* **Goal of the exercise**: Collect every line of the material below that contains the string "court", matching case exactly.

* **Input rows**:
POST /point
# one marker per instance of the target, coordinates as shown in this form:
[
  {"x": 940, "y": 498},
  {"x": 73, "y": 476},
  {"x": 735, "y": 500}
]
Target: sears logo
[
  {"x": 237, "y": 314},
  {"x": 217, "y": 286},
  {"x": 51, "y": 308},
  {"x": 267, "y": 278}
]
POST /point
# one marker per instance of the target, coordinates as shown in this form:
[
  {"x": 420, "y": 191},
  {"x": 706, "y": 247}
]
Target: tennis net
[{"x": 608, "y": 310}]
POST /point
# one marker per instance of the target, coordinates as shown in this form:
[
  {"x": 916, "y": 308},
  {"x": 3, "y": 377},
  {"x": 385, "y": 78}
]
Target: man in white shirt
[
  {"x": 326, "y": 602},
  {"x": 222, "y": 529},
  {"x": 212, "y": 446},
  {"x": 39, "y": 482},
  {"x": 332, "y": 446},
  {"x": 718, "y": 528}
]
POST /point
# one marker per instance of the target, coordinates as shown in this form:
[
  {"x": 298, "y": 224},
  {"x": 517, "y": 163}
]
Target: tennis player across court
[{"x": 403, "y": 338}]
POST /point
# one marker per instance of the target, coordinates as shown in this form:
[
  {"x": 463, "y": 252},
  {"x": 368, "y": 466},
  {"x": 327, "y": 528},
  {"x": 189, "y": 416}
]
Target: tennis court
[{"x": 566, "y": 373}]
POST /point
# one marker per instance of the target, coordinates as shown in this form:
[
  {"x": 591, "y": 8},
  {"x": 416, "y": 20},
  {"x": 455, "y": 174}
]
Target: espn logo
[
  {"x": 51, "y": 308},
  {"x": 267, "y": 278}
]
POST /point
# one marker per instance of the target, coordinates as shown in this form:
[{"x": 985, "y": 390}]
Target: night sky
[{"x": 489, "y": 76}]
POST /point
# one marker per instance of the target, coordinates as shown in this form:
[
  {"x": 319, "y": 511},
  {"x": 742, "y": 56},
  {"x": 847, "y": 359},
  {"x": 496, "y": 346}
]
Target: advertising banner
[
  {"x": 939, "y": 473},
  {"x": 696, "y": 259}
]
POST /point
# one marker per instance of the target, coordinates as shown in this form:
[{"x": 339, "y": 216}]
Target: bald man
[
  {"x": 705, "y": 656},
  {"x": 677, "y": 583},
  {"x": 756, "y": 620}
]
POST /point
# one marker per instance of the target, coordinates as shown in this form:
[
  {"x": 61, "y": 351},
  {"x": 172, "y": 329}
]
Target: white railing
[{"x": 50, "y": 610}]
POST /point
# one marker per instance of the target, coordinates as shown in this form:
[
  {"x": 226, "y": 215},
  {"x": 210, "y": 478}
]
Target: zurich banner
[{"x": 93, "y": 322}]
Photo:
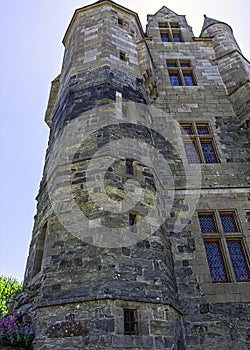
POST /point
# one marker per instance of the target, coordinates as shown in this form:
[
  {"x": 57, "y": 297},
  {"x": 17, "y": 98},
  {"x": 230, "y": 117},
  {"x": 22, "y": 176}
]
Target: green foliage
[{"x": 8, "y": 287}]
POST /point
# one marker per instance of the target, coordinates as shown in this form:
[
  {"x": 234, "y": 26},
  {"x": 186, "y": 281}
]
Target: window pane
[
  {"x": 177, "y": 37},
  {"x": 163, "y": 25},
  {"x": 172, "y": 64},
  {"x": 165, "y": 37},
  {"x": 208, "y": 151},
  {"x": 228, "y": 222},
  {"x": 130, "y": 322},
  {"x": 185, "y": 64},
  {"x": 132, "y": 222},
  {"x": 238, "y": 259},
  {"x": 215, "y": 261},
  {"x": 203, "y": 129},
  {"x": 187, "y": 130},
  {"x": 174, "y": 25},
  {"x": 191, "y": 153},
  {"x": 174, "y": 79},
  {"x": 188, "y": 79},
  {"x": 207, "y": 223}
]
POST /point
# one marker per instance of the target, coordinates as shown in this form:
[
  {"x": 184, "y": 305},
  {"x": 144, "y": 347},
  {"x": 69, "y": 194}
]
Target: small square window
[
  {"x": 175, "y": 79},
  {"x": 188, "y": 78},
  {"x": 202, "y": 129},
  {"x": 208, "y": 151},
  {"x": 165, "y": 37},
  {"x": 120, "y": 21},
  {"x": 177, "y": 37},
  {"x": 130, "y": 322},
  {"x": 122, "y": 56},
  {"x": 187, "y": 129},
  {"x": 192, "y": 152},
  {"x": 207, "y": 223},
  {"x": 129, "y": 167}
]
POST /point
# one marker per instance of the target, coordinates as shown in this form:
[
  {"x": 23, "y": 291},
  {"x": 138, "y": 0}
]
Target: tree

* * *

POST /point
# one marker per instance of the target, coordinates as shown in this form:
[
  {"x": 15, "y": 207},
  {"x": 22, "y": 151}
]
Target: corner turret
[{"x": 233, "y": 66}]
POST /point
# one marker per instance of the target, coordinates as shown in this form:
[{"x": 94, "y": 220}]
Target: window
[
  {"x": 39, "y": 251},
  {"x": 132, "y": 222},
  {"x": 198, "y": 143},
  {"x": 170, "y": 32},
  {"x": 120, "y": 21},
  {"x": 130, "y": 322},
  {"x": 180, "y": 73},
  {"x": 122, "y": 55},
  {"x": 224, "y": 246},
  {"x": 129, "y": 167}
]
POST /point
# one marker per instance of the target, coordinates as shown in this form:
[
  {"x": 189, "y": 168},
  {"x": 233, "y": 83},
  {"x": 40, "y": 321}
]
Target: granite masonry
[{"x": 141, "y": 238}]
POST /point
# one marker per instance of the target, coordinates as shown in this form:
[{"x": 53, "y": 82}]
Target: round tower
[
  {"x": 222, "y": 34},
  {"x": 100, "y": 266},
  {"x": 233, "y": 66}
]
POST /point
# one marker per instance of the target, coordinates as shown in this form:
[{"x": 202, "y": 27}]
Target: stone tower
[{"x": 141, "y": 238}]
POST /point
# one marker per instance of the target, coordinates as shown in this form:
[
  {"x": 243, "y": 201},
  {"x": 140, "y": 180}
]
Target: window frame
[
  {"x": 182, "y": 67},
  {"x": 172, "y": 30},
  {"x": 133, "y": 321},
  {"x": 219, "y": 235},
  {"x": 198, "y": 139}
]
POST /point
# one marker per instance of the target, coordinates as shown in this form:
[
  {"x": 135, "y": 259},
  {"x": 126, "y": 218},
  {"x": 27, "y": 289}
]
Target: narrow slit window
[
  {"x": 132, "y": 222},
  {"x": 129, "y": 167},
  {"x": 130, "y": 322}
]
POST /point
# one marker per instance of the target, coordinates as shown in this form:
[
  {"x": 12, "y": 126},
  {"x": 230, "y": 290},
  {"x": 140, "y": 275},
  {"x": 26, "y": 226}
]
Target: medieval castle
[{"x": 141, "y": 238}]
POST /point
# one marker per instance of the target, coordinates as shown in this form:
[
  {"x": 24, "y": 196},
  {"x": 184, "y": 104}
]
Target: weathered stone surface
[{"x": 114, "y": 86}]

* **Expected output**:
Target: tennis player across court
Target: tennis court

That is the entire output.